§ Aim of the exercise
Identify the line that contains "Expected: one point per instance of the military uniform" in the material. Output it and every line after it, unchanged, through the end.
Data provided: Begin
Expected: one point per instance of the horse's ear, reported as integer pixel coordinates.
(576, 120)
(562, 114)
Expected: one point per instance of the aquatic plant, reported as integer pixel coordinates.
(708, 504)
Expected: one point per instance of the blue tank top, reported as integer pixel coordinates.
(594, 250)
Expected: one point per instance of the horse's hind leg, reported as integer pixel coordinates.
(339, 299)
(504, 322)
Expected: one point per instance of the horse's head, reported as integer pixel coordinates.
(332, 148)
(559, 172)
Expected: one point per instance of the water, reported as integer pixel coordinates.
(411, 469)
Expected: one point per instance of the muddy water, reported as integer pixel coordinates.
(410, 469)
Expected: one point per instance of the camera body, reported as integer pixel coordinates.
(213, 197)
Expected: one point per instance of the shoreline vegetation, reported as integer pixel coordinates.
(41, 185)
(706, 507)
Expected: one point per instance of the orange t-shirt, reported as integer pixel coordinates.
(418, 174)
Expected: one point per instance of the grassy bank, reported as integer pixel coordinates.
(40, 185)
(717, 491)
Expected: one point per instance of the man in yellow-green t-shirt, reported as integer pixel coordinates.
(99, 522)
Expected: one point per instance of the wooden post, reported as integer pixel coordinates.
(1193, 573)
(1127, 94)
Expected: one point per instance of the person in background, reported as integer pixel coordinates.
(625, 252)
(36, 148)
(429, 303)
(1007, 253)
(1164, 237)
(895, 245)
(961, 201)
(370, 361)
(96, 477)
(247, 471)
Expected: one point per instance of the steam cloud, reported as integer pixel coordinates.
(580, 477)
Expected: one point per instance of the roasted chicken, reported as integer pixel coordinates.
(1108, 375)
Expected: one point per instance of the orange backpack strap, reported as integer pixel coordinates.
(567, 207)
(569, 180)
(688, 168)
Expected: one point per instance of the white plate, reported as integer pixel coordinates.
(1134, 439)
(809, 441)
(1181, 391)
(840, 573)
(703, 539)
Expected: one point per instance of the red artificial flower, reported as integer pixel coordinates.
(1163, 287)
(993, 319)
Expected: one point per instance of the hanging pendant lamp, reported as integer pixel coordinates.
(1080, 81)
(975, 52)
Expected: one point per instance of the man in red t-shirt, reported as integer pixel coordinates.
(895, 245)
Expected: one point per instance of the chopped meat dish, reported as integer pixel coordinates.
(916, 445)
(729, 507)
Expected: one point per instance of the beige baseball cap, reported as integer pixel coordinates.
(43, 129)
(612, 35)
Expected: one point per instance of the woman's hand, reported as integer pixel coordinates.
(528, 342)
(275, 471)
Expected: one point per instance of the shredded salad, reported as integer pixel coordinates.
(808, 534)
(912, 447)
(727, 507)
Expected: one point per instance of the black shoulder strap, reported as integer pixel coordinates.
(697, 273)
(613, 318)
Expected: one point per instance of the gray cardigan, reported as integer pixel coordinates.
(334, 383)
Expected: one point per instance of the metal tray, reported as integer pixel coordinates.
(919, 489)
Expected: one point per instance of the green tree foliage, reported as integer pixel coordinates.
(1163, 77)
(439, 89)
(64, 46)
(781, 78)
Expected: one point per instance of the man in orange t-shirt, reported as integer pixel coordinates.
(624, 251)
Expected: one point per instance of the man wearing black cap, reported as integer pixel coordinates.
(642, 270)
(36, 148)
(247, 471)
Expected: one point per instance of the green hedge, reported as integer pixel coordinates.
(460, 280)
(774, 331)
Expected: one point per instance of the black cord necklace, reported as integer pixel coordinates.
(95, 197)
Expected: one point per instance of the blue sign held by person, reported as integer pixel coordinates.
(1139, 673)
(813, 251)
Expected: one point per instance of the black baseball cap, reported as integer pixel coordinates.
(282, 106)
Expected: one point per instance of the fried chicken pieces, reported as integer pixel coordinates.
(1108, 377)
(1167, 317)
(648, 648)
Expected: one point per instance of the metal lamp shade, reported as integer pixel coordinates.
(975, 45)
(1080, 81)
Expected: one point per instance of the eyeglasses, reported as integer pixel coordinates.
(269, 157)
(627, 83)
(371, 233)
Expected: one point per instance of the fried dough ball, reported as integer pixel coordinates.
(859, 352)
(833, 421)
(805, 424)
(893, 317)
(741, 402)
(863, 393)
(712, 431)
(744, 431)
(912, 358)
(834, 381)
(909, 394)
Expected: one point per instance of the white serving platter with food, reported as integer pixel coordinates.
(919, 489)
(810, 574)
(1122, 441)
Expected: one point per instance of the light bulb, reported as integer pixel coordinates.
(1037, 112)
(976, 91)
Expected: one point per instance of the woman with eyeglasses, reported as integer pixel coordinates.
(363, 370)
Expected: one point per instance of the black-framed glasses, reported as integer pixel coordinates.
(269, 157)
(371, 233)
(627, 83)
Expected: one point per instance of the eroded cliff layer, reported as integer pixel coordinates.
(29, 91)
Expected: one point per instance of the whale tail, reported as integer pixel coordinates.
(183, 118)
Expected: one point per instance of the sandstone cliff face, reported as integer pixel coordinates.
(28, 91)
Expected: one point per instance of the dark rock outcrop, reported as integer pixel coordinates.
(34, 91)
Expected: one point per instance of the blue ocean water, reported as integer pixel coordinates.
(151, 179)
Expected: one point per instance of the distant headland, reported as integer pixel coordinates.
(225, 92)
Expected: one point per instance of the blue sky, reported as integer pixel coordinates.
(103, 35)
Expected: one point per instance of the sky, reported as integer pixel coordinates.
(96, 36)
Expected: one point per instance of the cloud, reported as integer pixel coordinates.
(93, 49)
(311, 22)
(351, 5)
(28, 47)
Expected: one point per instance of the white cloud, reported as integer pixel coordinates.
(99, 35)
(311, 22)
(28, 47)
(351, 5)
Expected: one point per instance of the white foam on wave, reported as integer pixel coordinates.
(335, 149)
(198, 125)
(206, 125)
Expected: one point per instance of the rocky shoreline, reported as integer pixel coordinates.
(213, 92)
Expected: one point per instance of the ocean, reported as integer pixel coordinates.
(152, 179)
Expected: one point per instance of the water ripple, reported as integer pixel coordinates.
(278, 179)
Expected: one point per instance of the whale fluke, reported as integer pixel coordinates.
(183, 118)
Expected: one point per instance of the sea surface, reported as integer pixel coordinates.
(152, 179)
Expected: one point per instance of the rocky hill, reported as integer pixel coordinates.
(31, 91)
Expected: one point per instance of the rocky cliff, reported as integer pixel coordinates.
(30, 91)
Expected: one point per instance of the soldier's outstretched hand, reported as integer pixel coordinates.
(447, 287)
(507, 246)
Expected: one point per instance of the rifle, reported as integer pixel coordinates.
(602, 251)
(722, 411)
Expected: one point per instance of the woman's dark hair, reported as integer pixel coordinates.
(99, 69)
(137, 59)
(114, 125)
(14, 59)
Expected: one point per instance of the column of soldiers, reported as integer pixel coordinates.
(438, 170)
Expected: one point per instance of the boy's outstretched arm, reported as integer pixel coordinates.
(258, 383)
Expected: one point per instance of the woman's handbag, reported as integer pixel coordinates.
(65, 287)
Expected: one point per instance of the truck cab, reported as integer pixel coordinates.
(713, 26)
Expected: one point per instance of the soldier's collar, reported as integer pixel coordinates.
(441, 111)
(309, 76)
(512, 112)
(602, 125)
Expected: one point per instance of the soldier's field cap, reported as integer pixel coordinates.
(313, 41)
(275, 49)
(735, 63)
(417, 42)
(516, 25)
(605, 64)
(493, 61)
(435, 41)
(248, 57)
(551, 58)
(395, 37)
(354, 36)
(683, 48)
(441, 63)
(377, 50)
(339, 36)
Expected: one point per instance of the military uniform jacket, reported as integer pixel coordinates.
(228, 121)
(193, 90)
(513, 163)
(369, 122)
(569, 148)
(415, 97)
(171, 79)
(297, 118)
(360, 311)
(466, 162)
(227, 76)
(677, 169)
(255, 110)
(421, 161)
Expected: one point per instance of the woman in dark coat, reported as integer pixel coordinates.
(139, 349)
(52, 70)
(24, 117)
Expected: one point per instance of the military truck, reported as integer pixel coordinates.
Data provided: End
§ Answer
Expected: one point per instance of the military uniform jacket, reported as integer pixel coordinates.
(228, 121)
(193, 90)
(513, 163)
(369, 122)
(569, 148)
(415, 97)
(171, 79)
(297, 118)
(360, 311)
(466, 162)
(227, 76)
(677, 169)
(255, 110)
(421, 161)
Expected: one point per instance of the woman in dark coat, reported as integer pixel coordinates.
(139, 349)
(52, 70)
(24, 117)
Expected: one point per instance of the military truck, reported as integer pixel coordinates.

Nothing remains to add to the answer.